* What needs to be done: Copy the lines below word for word, starting with the line that contains "Keypoint placement: for each instance of the black jeans, put" and continuing through the last line of the records.

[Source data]
§
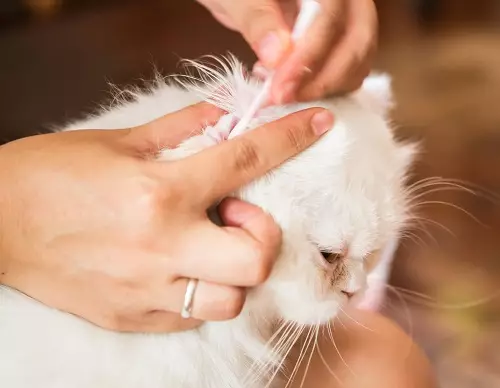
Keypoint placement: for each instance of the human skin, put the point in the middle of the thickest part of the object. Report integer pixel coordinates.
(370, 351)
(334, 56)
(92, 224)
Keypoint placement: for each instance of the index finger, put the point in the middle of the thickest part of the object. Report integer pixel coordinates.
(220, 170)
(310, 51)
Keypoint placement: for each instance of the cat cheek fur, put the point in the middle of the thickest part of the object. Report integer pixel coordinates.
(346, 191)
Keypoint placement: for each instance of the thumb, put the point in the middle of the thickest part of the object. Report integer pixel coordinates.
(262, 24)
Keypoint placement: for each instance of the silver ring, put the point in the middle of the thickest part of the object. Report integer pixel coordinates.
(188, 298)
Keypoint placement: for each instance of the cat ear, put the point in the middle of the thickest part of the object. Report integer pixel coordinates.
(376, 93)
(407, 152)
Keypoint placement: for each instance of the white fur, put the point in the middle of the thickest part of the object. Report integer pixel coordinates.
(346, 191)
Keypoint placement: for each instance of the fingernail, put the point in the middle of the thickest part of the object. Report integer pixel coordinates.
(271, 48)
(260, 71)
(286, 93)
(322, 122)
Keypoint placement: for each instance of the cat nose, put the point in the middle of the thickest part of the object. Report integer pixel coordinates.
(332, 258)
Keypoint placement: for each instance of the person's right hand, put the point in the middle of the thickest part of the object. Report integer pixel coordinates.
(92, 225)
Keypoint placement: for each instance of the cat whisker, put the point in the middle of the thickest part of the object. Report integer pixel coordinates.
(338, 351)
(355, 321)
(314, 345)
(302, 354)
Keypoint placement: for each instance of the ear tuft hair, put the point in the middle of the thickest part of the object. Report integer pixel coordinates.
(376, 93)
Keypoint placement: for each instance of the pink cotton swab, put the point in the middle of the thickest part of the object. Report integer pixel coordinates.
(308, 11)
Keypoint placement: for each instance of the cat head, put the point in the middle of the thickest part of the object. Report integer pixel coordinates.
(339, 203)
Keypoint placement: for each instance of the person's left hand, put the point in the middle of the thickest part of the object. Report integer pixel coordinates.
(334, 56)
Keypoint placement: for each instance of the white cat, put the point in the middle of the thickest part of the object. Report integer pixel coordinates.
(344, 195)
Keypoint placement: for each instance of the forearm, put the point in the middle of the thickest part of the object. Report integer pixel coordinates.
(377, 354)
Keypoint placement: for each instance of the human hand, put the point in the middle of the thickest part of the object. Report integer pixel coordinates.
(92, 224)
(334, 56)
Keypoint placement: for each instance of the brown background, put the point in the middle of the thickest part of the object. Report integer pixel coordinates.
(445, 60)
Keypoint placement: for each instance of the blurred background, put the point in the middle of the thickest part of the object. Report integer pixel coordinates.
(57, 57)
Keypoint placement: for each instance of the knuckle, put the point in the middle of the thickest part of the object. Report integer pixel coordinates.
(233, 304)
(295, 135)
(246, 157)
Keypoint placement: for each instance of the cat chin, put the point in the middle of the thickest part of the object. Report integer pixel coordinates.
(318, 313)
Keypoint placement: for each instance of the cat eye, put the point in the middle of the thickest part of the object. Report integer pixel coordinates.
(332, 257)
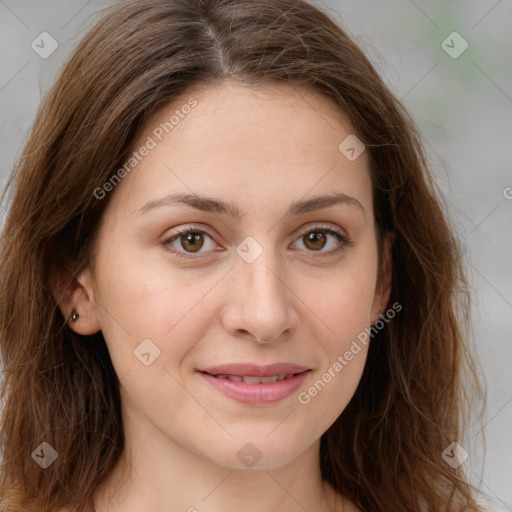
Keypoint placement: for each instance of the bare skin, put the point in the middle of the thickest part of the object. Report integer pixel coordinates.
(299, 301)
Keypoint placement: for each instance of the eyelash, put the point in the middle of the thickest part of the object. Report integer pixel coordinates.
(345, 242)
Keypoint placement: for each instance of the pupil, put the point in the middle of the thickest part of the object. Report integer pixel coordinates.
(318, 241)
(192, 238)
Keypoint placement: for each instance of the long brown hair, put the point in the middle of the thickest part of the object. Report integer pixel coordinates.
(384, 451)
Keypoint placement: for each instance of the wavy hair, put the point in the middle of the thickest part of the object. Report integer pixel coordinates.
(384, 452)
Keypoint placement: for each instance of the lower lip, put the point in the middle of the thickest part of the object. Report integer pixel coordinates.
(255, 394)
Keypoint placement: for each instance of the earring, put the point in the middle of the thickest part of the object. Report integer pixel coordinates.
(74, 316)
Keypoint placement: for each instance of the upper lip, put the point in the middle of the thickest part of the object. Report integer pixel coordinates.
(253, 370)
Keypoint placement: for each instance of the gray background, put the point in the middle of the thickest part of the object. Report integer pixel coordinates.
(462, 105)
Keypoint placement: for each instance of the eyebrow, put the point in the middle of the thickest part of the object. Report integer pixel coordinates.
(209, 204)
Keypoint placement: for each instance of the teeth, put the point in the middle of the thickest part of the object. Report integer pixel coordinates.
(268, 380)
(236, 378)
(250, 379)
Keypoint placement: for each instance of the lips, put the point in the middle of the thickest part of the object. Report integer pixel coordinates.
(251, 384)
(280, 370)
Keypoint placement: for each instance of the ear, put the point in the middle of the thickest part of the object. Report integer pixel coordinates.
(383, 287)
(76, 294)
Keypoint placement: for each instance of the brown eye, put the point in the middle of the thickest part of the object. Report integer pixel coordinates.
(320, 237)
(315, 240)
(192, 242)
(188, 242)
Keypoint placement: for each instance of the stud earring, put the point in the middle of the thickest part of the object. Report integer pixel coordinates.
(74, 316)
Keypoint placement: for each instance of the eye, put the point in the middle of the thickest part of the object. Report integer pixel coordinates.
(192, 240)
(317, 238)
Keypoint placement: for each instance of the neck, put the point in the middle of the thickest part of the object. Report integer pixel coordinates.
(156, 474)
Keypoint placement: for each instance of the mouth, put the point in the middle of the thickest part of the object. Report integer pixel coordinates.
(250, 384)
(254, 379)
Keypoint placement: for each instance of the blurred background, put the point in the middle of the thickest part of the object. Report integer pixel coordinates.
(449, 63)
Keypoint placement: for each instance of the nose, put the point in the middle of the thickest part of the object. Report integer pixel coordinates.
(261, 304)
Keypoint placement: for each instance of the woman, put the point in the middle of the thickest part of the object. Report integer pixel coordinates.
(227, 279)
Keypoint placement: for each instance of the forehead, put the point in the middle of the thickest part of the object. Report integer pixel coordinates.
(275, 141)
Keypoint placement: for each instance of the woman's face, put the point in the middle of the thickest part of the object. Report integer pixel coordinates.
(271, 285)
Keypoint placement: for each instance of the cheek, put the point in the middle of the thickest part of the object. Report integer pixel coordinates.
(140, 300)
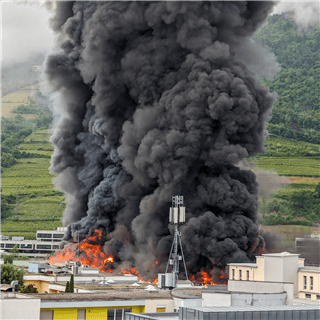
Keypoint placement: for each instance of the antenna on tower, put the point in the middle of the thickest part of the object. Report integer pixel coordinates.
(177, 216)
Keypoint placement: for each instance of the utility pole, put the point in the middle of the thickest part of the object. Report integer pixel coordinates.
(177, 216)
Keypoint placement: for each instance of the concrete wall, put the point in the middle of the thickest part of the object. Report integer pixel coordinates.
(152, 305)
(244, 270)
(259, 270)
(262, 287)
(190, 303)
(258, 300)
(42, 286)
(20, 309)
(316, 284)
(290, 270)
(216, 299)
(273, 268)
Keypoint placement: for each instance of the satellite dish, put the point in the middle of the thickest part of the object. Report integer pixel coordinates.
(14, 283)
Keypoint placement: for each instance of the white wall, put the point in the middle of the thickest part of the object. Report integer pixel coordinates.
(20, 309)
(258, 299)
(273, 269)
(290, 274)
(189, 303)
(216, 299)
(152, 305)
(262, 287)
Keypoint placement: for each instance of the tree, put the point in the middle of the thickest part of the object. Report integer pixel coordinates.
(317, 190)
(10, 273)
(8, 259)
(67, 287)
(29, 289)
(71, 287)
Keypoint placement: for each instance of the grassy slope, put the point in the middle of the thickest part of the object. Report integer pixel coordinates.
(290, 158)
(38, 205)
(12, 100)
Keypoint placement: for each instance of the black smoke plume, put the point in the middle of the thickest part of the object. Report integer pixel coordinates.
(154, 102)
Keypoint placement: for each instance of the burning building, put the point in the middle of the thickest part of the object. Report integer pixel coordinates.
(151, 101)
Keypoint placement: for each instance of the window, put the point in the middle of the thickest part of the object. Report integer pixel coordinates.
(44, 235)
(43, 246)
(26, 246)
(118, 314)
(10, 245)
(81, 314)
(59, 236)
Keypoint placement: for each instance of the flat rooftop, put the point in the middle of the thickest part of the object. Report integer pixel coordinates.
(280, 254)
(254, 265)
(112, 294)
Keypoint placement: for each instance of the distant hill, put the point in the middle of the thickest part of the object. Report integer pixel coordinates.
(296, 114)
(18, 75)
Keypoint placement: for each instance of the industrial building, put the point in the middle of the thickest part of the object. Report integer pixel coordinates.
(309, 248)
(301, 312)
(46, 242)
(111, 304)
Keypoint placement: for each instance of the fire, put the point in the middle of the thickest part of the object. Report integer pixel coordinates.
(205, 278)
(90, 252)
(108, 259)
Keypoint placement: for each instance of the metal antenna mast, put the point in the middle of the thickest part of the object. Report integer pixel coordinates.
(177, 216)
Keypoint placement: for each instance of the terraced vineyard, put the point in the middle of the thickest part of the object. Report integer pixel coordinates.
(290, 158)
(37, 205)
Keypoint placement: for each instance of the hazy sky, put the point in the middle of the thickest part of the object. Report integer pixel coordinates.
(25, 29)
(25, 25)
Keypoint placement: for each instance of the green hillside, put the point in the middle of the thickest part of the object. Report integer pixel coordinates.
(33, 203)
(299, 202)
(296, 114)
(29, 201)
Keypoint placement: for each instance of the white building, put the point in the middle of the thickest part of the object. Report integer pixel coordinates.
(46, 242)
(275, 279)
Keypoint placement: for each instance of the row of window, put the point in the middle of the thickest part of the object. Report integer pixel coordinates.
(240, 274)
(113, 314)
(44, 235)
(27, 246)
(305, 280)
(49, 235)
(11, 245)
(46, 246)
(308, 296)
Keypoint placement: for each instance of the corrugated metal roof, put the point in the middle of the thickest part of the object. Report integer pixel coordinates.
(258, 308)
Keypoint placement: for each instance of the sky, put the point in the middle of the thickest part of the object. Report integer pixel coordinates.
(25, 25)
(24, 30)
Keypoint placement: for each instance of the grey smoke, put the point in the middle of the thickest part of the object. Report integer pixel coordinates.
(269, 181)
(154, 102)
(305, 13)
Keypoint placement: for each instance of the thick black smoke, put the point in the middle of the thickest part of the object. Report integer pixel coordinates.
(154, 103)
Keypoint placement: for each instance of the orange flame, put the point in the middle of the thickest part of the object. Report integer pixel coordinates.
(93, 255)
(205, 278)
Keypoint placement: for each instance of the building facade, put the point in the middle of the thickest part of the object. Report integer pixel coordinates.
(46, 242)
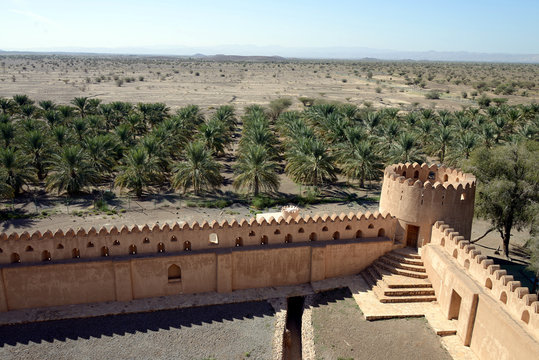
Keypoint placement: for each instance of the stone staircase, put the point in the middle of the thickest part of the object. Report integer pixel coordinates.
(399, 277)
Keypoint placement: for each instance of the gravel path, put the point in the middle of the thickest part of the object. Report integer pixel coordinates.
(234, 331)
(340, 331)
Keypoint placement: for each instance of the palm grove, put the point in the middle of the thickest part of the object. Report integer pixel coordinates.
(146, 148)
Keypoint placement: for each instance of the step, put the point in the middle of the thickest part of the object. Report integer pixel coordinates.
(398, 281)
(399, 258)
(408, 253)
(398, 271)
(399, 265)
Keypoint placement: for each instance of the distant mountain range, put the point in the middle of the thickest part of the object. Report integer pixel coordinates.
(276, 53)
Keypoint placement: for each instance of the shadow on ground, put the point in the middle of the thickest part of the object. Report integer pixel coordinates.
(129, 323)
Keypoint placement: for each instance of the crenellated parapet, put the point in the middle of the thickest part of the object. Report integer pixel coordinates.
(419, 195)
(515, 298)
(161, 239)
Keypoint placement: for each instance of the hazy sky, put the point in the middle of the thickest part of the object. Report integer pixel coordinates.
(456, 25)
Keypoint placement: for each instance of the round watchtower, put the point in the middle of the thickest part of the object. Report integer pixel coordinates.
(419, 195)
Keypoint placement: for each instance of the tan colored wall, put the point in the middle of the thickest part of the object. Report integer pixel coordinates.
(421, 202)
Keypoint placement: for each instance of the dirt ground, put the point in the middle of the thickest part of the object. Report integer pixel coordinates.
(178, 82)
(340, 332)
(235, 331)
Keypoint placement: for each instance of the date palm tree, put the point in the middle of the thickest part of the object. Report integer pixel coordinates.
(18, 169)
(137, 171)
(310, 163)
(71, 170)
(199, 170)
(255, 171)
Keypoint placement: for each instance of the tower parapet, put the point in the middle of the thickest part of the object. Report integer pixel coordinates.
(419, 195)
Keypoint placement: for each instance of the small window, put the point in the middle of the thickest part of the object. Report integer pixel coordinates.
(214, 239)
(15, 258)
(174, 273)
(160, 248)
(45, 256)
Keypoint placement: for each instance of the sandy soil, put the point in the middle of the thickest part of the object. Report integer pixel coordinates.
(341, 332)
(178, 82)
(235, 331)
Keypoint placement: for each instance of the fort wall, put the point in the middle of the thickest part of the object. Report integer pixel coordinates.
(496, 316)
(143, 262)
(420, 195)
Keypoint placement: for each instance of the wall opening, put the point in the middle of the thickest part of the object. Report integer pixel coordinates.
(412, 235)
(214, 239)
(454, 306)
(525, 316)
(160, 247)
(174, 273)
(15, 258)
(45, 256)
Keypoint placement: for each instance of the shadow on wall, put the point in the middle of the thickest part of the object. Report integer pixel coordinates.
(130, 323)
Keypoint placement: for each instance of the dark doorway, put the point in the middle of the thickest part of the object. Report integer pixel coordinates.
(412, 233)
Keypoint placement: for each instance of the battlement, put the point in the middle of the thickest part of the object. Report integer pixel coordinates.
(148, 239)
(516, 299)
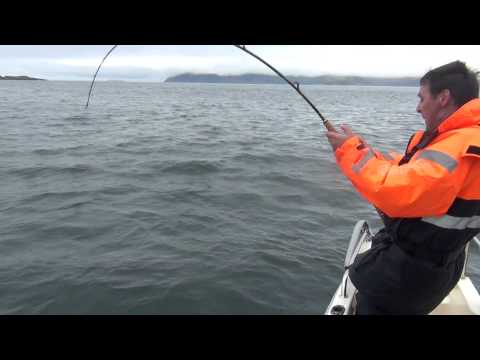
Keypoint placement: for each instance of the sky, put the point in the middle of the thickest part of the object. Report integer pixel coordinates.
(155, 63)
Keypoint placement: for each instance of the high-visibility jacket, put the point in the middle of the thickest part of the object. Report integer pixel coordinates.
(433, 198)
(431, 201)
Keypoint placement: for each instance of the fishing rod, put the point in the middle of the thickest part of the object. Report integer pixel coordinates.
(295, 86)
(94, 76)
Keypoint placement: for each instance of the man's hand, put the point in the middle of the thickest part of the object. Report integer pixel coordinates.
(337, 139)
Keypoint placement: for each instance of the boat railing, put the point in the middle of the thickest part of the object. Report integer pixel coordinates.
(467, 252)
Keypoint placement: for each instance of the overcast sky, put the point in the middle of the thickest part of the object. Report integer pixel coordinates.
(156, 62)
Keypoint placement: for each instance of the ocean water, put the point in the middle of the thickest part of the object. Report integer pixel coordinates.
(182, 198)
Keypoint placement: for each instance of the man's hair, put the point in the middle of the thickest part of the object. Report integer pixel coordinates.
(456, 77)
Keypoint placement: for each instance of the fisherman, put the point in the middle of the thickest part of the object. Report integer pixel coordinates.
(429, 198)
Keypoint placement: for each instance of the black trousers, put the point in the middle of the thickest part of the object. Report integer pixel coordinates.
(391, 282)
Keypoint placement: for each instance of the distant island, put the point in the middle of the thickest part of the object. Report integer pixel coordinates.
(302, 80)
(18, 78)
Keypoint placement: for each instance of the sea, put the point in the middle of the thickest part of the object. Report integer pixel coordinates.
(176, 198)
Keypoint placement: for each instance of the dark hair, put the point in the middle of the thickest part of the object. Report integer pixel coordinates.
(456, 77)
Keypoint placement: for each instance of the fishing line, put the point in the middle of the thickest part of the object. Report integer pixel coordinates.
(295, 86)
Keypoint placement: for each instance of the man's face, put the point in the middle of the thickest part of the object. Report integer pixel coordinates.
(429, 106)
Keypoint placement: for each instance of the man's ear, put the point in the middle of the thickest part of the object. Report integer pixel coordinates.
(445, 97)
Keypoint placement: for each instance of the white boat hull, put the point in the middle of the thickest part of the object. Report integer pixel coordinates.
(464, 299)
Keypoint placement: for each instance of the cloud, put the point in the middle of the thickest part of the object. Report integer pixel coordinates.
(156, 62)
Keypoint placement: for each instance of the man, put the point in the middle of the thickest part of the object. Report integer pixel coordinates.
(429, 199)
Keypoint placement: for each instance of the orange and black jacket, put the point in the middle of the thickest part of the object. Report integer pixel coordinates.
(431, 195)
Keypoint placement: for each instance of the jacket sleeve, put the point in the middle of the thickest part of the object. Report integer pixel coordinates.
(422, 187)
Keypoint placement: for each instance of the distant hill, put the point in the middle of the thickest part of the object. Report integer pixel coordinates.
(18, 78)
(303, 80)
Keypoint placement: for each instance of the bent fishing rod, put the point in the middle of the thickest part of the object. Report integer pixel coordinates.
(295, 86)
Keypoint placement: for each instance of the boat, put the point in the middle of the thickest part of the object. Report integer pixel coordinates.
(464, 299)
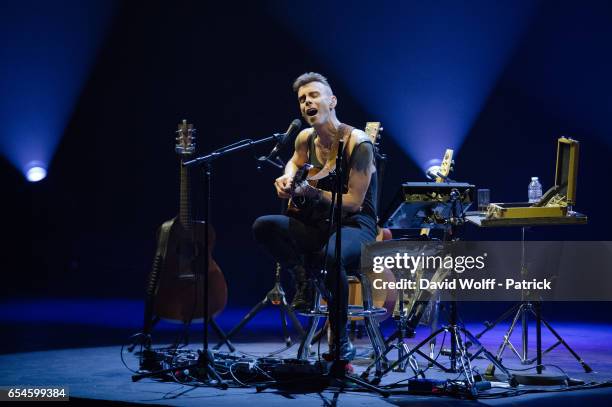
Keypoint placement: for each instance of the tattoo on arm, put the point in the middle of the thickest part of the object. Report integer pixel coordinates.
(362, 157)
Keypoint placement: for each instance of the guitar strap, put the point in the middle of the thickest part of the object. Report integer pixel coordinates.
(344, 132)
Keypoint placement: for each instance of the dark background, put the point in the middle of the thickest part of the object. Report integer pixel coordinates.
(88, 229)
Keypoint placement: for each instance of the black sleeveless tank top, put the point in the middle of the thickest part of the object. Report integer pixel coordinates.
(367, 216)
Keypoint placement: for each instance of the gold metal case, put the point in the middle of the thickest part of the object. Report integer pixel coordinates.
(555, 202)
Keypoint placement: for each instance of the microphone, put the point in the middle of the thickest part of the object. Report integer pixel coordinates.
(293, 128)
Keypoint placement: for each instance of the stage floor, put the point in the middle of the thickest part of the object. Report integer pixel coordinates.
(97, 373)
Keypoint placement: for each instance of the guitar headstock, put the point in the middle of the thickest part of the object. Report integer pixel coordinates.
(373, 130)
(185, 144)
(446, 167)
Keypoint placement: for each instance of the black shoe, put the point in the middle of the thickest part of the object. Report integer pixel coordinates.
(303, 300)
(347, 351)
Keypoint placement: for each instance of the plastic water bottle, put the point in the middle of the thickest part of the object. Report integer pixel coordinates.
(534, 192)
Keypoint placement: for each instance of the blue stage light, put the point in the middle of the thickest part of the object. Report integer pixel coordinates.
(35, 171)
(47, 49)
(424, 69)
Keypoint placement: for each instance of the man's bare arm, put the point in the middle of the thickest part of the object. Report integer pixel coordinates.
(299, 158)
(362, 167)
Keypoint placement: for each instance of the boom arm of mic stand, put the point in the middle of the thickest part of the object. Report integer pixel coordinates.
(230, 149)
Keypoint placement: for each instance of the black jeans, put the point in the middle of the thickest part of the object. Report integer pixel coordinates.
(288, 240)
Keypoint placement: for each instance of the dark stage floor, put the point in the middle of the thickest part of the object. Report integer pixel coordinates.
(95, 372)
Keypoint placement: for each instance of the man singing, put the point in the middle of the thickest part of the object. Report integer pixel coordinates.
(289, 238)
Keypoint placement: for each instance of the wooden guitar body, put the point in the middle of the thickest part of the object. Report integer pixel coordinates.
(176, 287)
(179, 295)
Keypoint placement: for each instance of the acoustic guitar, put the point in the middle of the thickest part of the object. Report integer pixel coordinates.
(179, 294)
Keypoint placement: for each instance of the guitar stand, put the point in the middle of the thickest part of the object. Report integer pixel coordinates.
§
* Full response:
Keypoint placement: for each instance of the black jeans, put the point in the middle of the thickest part of the object. Report integer pixel coordinates.
(288, 240)
Keypoint placement: for each instance of the dark stage floor, put the point in the middle of the thickest part of the object. Report integer pixel coordinates.
(95, 372)
Keypoint placement: for each instance of the man singing, put the point in the middle of the thickest part of the object. Report integer pixel coordinates.
(289, 238)
Keypoint placement: for each instance of the wooden guitar body, put the point in the middle of the thickest part of the object. Report integer pixel coordinates.
(176, 287)
(179, 295)
Keypoint placement: for each instance of the acoustic guitar, put the point in the middle of the thickest part of the object. Report integer pixel coordinates.
(179, 294)
Keypoint placement: for each instance of the guitar stand, put the point in the middle of the thickest part of the object. Report integer pixel coordinates.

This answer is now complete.